** Opening GIVEN PASSAGE block **

The Anjo Festival was also a lovers' day. Students and other single young men waited for this day with great anxiety as it was the only day that their parents gave them complete freedom during all day and night. During the picnic people sang and danced.

Girls, in the 1920s, in order to finance a local brass band used the traditional walk to the Anjo and placed themselves in the entrance of the woodlands where families had their picnic, selling ivy leaves to couples and singing ivy poems which led the couples to buy them, young men would put the ivy in their hats or pockets and girls would place them in their chests.

Ivy poems:
The one who walked away from the ivy
and did not pick a leaf,
will not remember one's love.

I wish I was an ivy
to climb the wall
and look through the window
of your bedroom.

===The ivy and Easter===
The ivy is a very common plant in Póvoa de Varzim, often found in granite walls that divide farmlands and, on Easter Sunday, with the arrival of Spring, they become symbolic and interweaved with Christian beliefs: the population picks ivy leaves and spreads them in the streets, especially near one's door or forming corridors meant to be stepped on by the compasso pascal, a Catholic parade that brings the Lord in the Crucifix into one's home.

===Anjo as an Holiday===
In the mid-20th century, Anjo day was suggested to become the Póvoa de Varzim municipal holiday when August 15, the local holiday, was declared a national holiday, but given the fact that Easter Monday was already a public holiday during that period, Saint Peter festival was chosen as the city's holiday. Although Easter Monday is currently not observed in Portugal, cities become ghost towns during this day as the population and companies prefer to work on Holy Friday, a national holiday, to have Monday off. Póvoa de Varzim City Hall grants the day off to its public servants and, since 1966, Vila do Conde also grants the day.

** Closing GIVEN PASSAGE block **
** Opening SOURCE DATA block **

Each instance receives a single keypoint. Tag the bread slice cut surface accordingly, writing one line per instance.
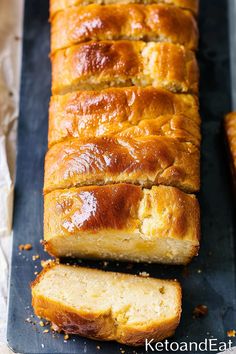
(107, 306)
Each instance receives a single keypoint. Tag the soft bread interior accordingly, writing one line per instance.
(130, 302)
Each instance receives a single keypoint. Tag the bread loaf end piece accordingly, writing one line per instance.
(107, 306)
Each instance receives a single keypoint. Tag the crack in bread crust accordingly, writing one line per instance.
(146, 161)
(59, 5)
(98, 65)
(157, 23)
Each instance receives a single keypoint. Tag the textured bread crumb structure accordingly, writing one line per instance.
(105, 305)
(98, 65)
(157, 23)
(122, 222)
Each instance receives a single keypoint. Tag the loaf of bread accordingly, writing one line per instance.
(117, 111)
(230, 131)
(98, 65)
(146, 161)
(107, 306)
(122, 222)
(58, 5)
(157, 23)
(178, 127)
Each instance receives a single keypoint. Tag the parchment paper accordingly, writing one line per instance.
(11, 19)
(10, 62)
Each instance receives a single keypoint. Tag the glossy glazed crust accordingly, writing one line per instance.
(101, 326)
(117, 207)
(230, 131)
(98, 65)
(178, 127)
(114, 110)
(146, 161)
(157, 23)
(58, 5)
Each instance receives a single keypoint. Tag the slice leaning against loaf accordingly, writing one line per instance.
(124, 112)
(157, 23)
(98, 65)
(58, 5)
(107, 306)
(146, 161)
(122, 222)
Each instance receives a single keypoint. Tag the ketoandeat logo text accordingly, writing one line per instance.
(208, 345)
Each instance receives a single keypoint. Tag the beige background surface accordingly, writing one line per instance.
(10, 62)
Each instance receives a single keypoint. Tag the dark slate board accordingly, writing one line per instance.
(214, 286)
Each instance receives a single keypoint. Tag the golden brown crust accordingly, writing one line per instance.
(103, 325)
(58, 5)
(107, 211)
(230, 131)
(157, 23)
(97, 65)
(146, 161)
(113, 111)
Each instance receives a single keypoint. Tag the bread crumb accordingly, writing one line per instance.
(231, 333)
(200, 311)
(144, 274)
(26, 247)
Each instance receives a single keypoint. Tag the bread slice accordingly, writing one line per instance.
(157, 23)
(128, 112)
(150, 160)
(122, 222)
(98, 65)
(178, 127)
(58, 5)
(107, 306)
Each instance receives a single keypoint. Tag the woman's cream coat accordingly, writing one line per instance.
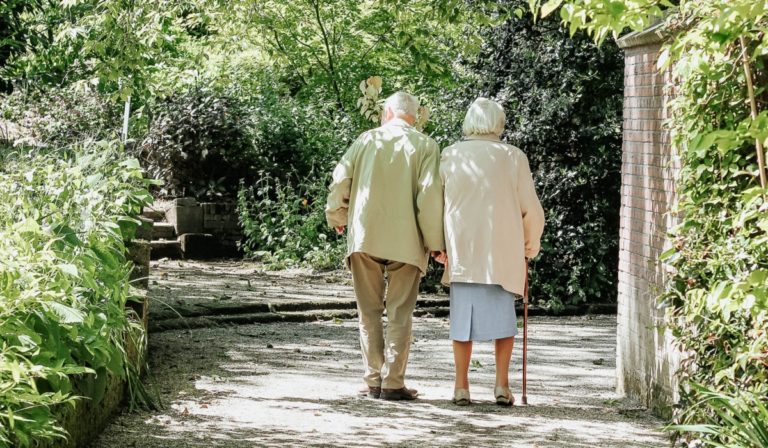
(493, 218)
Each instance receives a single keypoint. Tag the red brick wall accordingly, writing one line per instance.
(645, 360)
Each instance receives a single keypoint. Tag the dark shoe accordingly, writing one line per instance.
(461, 397)
(504, 396)
(399, 394)
(371, 391)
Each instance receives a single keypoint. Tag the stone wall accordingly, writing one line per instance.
(646, 360)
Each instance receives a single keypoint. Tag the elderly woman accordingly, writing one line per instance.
(493, 225)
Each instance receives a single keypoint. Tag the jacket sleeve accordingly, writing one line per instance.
(533, 213)
(429, 200)
(337, 207)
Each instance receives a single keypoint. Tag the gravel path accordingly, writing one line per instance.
(295, 384)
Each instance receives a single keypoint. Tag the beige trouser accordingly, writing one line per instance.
(384, 359)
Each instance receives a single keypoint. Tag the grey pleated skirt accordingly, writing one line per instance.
(482, 312)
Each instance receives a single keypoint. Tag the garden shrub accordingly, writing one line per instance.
(198, 144)
(60, 117)
(287, 221)
(563, 98)
(64, 284)
(717, 295)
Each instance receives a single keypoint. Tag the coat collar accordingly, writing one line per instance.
(488, 137)
(397, 122)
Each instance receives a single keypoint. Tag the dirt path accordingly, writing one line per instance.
(295, 384)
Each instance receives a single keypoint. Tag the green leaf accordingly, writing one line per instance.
(69, 269)
(67, 314)
(550, 7)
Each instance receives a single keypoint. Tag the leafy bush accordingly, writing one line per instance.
(198, 139)
(288, 222)
(717, 294)
(64, 284)
(563, 97)
(59, 117)
(740, 420)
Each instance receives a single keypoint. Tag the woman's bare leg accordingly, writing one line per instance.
(503, 356)
(462, 354)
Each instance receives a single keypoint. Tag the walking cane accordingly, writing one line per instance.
(525, 337)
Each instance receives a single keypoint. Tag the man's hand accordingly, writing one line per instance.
(440, 256)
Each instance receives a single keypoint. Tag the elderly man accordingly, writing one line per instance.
(387, 189)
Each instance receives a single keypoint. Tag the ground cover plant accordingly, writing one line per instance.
(64, 284)
(220, 92)
(717, 297)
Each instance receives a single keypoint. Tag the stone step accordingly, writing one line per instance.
(153, 214)
(185, 323)
(163, 231)
(165, 249)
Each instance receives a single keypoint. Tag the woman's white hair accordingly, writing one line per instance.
(484, 117)
(401, 103)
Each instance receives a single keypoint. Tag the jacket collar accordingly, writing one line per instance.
(397, 122)
(488, 137)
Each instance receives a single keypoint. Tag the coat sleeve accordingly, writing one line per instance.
(337, 207)
(533, 213)
(429, 200)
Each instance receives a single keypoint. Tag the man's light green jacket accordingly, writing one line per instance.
(386, 190)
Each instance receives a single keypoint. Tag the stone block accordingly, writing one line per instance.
(139, 254)
(144, 230)
(163, 231)
(185, 218)
(185, 202)
(165, 249)
(199, 246)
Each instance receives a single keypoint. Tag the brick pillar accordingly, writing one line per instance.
(645, 361)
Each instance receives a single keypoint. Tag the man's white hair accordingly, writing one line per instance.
(484, 117)
(401, 103)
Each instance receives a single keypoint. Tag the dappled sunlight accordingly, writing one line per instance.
(297, 384)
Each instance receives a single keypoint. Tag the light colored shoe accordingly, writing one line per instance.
(461, 397)
(503, 396)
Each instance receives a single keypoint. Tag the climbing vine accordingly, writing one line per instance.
(717, 297)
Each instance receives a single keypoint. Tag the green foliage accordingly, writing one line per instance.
(115, 44)
(739, 421)
(198, 144)
(64, 283)
(563, 101)
(717, 297)
(59, 117)
(287, 221)
(325, 48)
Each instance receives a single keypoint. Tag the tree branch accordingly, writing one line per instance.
(334, 83)
(753, 110)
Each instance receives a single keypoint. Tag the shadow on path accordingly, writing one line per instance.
(295, 384)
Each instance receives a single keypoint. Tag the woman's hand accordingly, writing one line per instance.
(440, 256)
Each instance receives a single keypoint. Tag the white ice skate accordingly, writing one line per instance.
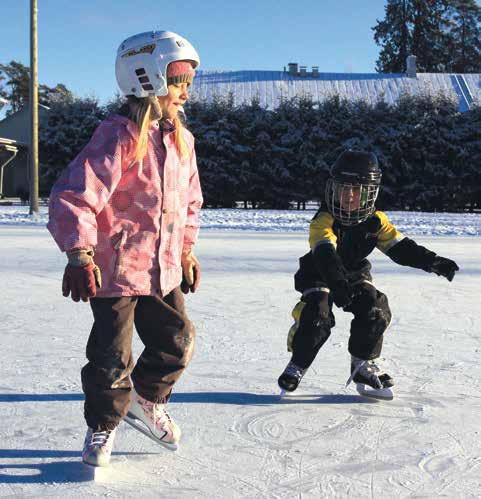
(153, 421)
(98, 447)
(370, 379)
(291, 377)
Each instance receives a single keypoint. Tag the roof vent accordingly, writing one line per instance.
(292, 68)
(411, 66)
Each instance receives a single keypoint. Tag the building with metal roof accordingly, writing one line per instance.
(270, 87)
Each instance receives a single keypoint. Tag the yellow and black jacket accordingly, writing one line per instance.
(340, 253)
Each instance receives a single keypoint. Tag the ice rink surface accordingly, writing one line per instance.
(239, 438)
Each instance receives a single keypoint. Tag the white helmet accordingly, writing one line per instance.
(142, 60)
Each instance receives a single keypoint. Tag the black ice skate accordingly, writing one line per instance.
(370, 379)
(291, 377)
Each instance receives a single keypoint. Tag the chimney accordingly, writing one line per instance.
(292, 68)
(411, 66)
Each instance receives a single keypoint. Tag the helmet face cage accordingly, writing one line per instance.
(351, 203)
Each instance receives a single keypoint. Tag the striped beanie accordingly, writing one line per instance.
(180, 72)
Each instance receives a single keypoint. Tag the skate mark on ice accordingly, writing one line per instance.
(282, 429)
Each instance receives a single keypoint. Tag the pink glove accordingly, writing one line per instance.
(190, 272)
(81, 276)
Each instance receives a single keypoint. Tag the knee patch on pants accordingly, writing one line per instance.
(311, 313)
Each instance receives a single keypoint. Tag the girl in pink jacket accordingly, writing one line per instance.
(125, 211)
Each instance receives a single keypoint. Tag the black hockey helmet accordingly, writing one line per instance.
(353, 187)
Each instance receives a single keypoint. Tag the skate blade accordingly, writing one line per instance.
(380, 393)
(138, 425)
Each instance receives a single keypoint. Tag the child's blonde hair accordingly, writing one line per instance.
(145, 110)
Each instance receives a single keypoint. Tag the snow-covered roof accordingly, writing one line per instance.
(272, 86)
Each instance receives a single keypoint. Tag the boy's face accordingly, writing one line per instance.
(349, 197)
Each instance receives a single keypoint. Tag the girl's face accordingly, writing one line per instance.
(350, 197)
(177, 96)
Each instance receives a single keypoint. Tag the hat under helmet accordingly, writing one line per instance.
(142, 60)
(353, 187)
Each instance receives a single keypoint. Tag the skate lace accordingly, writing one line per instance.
(100, 438)
(293, 370)
(157, 413)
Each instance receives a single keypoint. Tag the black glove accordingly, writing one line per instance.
(341, 292)
(443, 267)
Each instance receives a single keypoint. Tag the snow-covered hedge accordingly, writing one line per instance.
(430, 153)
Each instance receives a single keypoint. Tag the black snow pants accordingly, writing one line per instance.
(107, 378)
(314, 320)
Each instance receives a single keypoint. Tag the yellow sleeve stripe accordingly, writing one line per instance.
(320, 230)
(388, 235)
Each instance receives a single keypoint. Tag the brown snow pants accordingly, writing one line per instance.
(107, 378)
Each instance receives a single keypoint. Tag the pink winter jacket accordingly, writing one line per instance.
(137, 216)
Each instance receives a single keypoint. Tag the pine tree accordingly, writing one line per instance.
(393, 34)
(17, 85)
(464, 46)
(429, 35)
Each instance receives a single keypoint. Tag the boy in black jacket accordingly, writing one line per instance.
(342, 234)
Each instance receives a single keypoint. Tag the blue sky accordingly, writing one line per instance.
(78, 39)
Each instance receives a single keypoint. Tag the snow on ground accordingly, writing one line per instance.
(414, 223)
(239, 438)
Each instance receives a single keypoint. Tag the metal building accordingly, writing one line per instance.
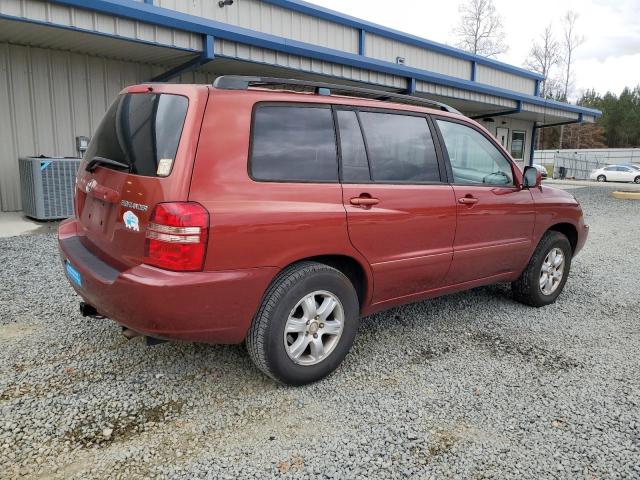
(63, 61)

** Closing SOURCE DATA block **

_SET OF TASKS:_
- a) In the Anjo Festival passage, which festival was chosen as Póvoa de Varzim's city holiday?
- b) From the Anjo Festival passage above, transcribe the part that opens with the words containing "The Anjo Festival" and closes with "of your bedroom.".

_SOLUTIONS FOR EACH TASK:_
- a) Saint Peter festival

- b)
The Anjo Festival was also a lovers' day. Students and other single young men waited for this day with great anxiety as it was the only day that their parents gave them complete freedom during all day and night. During the picnic people sang and danced.

Girls, in the 1920s, in order to finance a local brass band used the traditional walk to the Anjo and placed themselves in the entrance of the woodlands where families had their picnic, selling ivy leaves to couples and singing ivy poems which led the couples to buy them, young men would put the ivy in their hats or pockets and girls would place them in their chests.

Ivy poems:
The one who walked away from the ivy
and did not pick a leaf,
will not remember one's love.

I wish I was an ivy
to climb the wall
and look through the window
of your bedroom.